--- Data section ---

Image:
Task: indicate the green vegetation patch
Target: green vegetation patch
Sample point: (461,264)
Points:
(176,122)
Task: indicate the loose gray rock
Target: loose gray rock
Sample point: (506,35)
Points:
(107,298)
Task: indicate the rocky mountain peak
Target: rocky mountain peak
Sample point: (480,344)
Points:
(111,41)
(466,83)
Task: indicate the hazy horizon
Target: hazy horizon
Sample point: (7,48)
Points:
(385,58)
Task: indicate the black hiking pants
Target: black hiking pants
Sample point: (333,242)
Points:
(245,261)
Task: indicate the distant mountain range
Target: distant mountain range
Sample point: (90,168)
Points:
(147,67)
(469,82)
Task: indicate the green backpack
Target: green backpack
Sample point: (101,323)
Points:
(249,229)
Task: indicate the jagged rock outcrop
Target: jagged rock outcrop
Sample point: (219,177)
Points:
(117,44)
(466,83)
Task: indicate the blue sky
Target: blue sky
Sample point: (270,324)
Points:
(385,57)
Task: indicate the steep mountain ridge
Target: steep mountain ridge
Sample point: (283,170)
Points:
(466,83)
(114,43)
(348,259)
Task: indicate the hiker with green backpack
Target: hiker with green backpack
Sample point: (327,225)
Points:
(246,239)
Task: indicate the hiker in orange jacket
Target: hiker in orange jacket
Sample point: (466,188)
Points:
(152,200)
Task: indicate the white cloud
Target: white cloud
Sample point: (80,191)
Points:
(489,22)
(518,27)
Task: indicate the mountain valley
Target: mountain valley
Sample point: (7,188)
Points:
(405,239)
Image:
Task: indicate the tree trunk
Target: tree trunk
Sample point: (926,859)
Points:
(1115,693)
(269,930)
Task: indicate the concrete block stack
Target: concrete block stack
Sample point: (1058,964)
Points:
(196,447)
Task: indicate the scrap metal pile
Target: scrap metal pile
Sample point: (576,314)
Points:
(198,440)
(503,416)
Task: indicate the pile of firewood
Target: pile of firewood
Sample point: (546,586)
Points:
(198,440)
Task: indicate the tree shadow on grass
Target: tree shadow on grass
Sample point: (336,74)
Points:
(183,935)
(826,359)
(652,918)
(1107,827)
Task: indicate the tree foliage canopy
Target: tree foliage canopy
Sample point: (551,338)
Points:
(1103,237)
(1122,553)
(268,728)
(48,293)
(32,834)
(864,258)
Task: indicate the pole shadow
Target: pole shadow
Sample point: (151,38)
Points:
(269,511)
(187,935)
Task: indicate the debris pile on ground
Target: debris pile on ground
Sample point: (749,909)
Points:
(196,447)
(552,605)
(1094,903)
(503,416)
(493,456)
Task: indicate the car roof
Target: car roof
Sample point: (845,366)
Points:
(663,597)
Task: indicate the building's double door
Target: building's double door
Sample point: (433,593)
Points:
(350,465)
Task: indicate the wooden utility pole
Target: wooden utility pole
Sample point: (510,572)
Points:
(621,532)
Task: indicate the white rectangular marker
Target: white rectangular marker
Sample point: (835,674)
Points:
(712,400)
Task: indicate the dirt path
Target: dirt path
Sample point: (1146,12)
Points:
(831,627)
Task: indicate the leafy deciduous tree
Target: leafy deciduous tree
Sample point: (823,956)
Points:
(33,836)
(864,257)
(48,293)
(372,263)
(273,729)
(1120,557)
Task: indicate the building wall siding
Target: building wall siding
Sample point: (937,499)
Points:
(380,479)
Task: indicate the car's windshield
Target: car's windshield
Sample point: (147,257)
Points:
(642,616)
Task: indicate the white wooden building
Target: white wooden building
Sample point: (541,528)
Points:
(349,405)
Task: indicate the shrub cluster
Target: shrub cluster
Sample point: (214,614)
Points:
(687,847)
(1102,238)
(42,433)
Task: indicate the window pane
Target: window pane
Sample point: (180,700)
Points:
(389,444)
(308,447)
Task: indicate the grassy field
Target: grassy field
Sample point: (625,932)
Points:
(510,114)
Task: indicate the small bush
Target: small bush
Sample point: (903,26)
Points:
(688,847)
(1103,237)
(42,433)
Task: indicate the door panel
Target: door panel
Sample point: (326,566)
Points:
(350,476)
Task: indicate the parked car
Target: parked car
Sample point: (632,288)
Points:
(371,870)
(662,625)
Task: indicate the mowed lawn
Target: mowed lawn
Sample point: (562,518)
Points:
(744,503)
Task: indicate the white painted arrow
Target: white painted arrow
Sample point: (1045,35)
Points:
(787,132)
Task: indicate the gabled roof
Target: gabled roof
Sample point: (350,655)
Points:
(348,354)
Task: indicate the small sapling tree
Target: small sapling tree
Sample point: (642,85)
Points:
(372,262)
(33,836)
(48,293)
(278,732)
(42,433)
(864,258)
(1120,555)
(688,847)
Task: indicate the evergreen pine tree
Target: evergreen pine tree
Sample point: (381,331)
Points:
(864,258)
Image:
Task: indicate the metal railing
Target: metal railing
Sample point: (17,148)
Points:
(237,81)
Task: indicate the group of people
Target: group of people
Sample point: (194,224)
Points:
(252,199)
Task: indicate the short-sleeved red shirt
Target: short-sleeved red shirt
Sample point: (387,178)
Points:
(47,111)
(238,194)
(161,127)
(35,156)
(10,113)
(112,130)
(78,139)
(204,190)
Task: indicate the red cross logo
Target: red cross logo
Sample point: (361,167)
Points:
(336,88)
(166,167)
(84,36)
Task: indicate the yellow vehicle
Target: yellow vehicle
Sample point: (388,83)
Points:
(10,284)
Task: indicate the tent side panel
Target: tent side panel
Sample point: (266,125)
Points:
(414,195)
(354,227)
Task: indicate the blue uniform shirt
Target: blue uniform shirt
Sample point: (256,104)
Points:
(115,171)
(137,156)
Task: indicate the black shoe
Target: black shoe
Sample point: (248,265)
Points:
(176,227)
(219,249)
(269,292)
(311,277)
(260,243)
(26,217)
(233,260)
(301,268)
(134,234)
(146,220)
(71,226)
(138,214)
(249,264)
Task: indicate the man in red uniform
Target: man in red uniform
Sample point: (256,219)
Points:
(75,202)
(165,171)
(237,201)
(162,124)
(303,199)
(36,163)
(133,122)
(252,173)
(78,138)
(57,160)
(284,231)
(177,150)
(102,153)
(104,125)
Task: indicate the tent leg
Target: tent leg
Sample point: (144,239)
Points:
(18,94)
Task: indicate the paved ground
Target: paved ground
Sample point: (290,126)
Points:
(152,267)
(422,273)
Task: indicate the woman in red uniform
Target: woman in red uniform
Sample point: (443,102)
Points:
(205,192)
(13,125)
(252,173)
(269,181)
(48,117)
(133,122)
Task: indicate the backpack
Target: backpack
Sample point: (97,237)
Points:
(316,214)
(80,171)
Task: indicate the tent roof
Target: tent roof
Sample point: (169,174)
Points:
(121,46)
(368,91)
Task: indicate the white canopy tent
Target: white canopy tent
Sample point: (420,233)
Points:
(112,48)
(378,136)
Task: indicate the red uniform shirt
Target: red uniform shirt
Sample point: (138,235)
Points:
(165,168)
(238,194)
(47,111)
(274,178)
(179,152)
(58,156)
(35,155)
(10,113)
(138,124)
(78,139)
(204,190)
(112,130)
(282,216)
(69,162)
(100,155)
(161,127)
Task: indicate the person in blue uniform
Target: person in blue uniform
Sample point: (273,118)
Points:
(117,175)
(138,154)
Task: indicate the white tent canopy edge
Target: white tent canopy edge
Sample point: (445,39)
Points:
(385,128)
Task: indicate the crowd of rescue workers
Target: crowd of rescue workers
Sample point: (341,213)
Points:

---

▶ **Problem description**
Copy all of the data above line for line, without changing anything.

▶ **Result for this task**
Image:
Task: indicate the green vegetation patch
Target: green vegetation patch
Sample point: (461,264)
Points:
(176,122)
Task: indicate the loose gray rock
Target: loose gray rock
Sample point: (506,35)
Points:
(107,298)
Task: indicate the rocky mountain peak
Target: rocky mountain peak
Sample point: (480,344)
Points:
(111,41)
(466,83)
Task: indicate the hazy horizon
Target: hazy horizon
Sample point: (7,48)
Points:
(385,58)
Task: indicate the black hiking pants
Target: black hiking pants
Sample point: (333,242)
Points:
(245,261)
Task: indicate the distant mountain range
Target: distant mountain range
Sample point: (90,168)
Points:
(147,67)
(469,82)
Task: indicate the green backpack
Target: green backpack
Sample point: (101,323)
Points:
(249,229)
Task: indicate the jagged rock outcrop
Target: jagged rock outcrop
Sample point: (219,177)
Points:
(117,44)
(466,83)
Task: indicate the blue sky
Target: blue sky
Sample point: (270,324)
Points:
(385,57)
Task: indicate the steep mountain ridge
Target: steep mountain ridge
Sample point: (283,170)
Points:
(466,83)
(114,43)
(348,259)
Task: indicate the hiker with green backpack
Target: hiker with green backpack
Sample point: (327,225)
Points:
(246,239)
Task: indicate the hiker in orange jacket
Target: hiker in orange jacket
Sample point: (466,188)
Points:
(152,200)
Task: indicate the white cloud
Target: white cloud
Sample point: (80,191)
Points:
(489,22)
(518,27)
Task: indicate the mountain valley
Target: mountain valley
Sample point: (7,188)
Points:
(405,239)
Image:
Task: indicate the tree trunk
Target: tree trunk
Sample point: (926,859)
Points:
(1115,693)
(269,930)
Task: indicate the concrete block stack
Target: concrete block stack
Sample point: (1058,964)
Points:
(196,447)
Task: indicate the scrap metal pile
Target: scrap metal pile
Sample point: (576,314)
Points:
(198,440)
(503,416)
Task: indicate the pile of firewood
Target: pile of firewood
Sample point: (546,586)
Points:
(198,440)
Task: indicate the tree shadow on grass
Target: tree shadow on grass
Sample point: (336,74)
Points:
(183,935)
(826,359)
(652,918)
(1107,827)
Task: indicate the tree foliage canopy
Target: tree foliage canopy
Sample point: (551,338)
Points:
(1103,237)
(1122,553)
(268,728)
(48,293)
(32,834)
(864,258)
Task: indicate the pole shadow
Target: pole shadow
Sample point: (151,38)
Points:
(269,511)
(187,935)
Task: indicate the debris pile on ground
Target: debris pile on ground
Sample point: (749,909)
Points:
(196,447)
(552,605)
(1094,903)
(503,416)
(493,456)
Task: indicate the car roof
Target: car roof
Sample point: (845,366)
Points:
(663,597)
Task: indicate the building's double door
Target: building's double door
Sample point: (433,593)
Points:
(350,465)
Task: indicate the wooden utility pole
Target: wooden utility pole
Sample point: (510,572)
Points:
(621,532)
Task: indicate the white rectangular marker
Target: white rectangular marker
Sample point: (835,674)
Points:
(712,400)
Task: indicate the dirt path
Target: dirt path
Sample point: (1146,12)
Points:
(831,627)
Task: indicate the leafy deciduous tree
Target: leafy deciduous tree
Sample point: (823,956)
Points:
(33,836)
(864,257)
(48,293)
(372,263)
(273,729)
(1120,557)
Task: indicate the building wall siding
Target: building wall siding
Sample point: (937,499)
Points:
(380,479)
Task: indicate the car's windshield
Target: car's windshield
Sample point: (147,257)
Points:
(642,616)
Task: indicate the white wooden building
Target: white wooden building
Sample point: (541,528)
Points:
(349,405)
Task: indicate the shrub cluster
Target: shrub cluster
Sample point: (214,614)
Points:
(687,847)
(1102,238)
(42,433)
Task: indicate the window pane
Target: window pane
Sample point: (180,700)
Points:
(389,444)
(308,447)
Task: indicate the grassy field
Target: grassy field
Sample point: (625,932)
Points:
(510,114)
Task: indicate the small bush
Target: small bush
Sample point: (903,26)
Points:
(688,847)
(1103,237)
(42,433)
Task: indicate the door panel
Target: door panel
Sample point: (326,566)
Points:
(350,476)
Task: indicate the parked car
Target: parked car
Sample point: (632,288)
Points:
(371,870)
(662,625)
Task: indicate the mowed lawn
Target: mowed lawn
Sample point: (562,518)
Points:
(744,503)
Task: indicate the white painted arrow
Target: white painted arrow
Sample point: (1045,35)
Points:
(787,132)
Task: indicate the gabled roof
Target: gabled roof
Sample point: (350,655)
Points:
(348,354)
Task: indicate the small sapling tree
Target: small sapling tree
Sample point: (642,85)
Points:
(372,262)
(33,836)
(48,293)
(278,732)
(42,433)
(864,258)
(1120,555)
(688,847)
Task: indicate the evergreen pine tree
Target: evergreen pine tree
Sample point: (381,331)
Points:
(864,258)
Image:
Task: indicate the metal railing
Target: metal railing
Sample point: (17,148)
Points:
(237,81)
Task: indicate the group of people
Target: group of people
Sample point: (194,224)
Points:
(252,199)
Task: indicate the short-sleeved red shirt
Target: short-sleeved red shirt
Sample point: (387,178)
Points:
(47,111)
(238,194)
(161,127)
(35,156)
(10,113)
(112,130)
(78,139)
(204,190)
Task: indicate the red cross logo
Target: red cross logo
Sample point: (361,167)
Points:
(336,88)
(166,167)
(84,36)
Task: indicate the yellow vehicle
Target: yellow vehicle
Sample point: (388,83)
Points:
(10,284)
Task: indicate the tent side panel
Target: tent side panel
Sample point: (266,125)
Points:
(414,195)
(354,227)
Task: indicate the blue uniform shirt
Target: blue uniform shirt
Sample point: (256,104)
Points:
(115,171)
(137,156)
Task: indicate the black shoe
Target: black shoe
Sample point: (248,265)
Points:
(176,227)
(219,249)
(269,292)
(311,277)
(260,243)
(26,217)
(233,260)
(301,268)
(134,234)
(146,220)
(71,226)
(138,214)
(249,264)
Task: indicate the man in red uniform
Target: man in red uniform
Sample point: (256,219)
Points:
(75,202)
(165,171)
(237,201)
(162,124)
(303,199)
(36,163)
(133,122)
(252,173)
(78,138)
(57,160)
(284,231)
(177,150)
(102,153)
(104,125)
Task: indicate the tent leg
Target: tent leg
Sample point: (144,239)
Points:
(18,94)
Task: indicate the paved ground
Target: paved ground
Sample point: (290,126)
Points:
(152,267)
(422,273)
Task: indicate the woman in red uniform
Target: woman in red uniform
Sample point: (443,102)
Points:
(205,192)
(13,125)
(252,173)
(269,181)
(48,117)
(133,122)
Task: indicate the backpack
Target: backpack
Sample point: (97,237)
Points:
(316,214)
(80,171)
Task: indicate the tent roof
Target: tent roof
Sample point: (169,174)
Points:
(121,46)
(368,91)
Task: indicate the white canopy tent
Target: white canopy tent
Sample point: (420,233)
Points:
(112,48)
(378,136)
Task: indicate the red uniform shirt
Target: red uniform shirt
Sample point: (138,235)
Points:
(165,168)
(238,194)
(47,111)
(274,178)
(179,152)
(58,156)
(35,155)
(10,113)
(138,124)
(78,139)
(204,190)
(112,130)
(282,216)
(69,162)
(100,155)
(161,127)
Task: indicate the person in blue uniform
Target: person in blue uniform
Sample point: (273,118)
Points:
(117,175)
(138,154)
Task: indicate the white tent canopy edge
Target: white tent canopy edge
Sample point: (445,39)
Points:
(385,128)
Task: indicate the crowd of rescue workers
Target: crowd of rescue workers
Sample point: (341,213)
Points:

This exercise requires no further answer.